Task item —
Copy the records below word for word, leaving out nothing.

START Data for this task

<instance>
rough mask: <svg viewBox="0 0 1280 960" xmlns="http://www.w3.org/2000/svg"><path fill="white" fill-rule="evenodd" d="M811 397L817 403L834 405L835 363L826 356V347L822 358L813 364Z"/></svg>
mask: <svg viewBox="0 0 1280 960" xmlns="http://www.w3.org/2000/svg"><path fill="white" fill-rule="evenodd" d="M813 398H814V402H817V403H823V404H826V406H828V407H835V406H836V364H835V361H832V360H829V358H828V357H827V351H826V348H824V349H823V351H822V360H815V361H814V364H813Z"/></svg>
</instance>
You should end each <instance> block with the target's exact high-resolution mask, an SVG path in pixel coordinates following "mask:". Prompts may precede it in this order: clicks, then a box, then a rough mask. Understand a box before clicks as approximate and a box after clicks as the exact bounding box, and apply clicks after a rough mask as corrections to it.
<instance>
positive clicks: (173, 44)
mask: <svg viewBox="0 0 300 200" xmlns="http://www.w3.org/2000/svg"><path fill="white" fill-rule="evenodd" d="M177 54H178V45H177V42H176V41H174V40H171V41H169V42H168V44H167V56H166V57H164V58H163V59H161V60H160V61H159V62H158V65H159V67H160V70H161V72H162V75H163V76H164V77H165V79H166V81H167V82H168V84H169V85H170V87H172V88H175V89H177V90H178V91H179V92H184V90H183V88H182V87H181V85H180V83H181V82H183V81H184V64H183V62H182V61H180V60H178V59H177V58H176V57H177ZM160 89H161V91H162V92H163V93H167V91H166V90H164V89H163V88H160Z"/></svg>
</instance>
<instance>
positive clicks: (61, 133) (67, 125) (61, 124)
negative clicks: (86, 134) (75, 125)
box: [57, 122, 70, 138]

END Data for this task

Answer space —
<instance>
rough mask: <svg viewBox="0 0 1280 960" xmlns="http://www.w3.org/2000/svg"><path fill="white" fill-rule="evenodd" d="M811 397L817 403L834 405L835 363L826 356V347L822 358L813 364Z"/></svg>
mask: <svg viewBox="0 0 1280 960" xmlns="http://www.w3.org/2000/svg"><path fill="white" fill-rule="evenodd" d="M813 398H814V402H817V403H823V404H826V406H828V407H835V406H836V364H835V361H832V360H829V358H828V357H827V351H826V348H824V349H823V351H822V360H815V361H814V364H813Z"/></svg>
</instance>
You should end each <instance> block with the target's exact high-resolution mask, an SVG path in pixel coordinates following "mask:". Prompts may precede it in this order: clicks, then a box, then a rough mask. Understand a box before clicks as approximate and a box after clicks as the exact bounding box, and apply clicks after a rough mask as corrections to it.
<instance>
positive clicks: (173, 44)
mask: <svg viewBox="0 0 300 200" xmlns="http://www.w3.org/2000/svg"><path fill="white" fill-rule="evenodd" d="M177 54H178V45H177V42H176V41H174V40H171V41H169V42H168V44H167V56H166V57H164V58H163V59H161V60H160V61H159V62H158V65H159V67H160V70H161V72H162V75H163V76H164V77H165V79H166V81H167V82H168V84H169V85H170V87H172V88H175V89H177V90H178V91H179V92H184V90H183V88H182V87H181V85H180V83H181V82H183V81H184V64H183V62H182V61H180V60H178V59H177V58H176V57H177ZM160 89H161V91H162V92H163V93H167V91H166V90H164V89H163V88H160Z"/></svg>
</instance>
<instance>
positive clicks: (61, 133) (67, 125) (61, 124)
negative clicks: (86, 134) (75, 125)
box: [57, 122, 70, 138]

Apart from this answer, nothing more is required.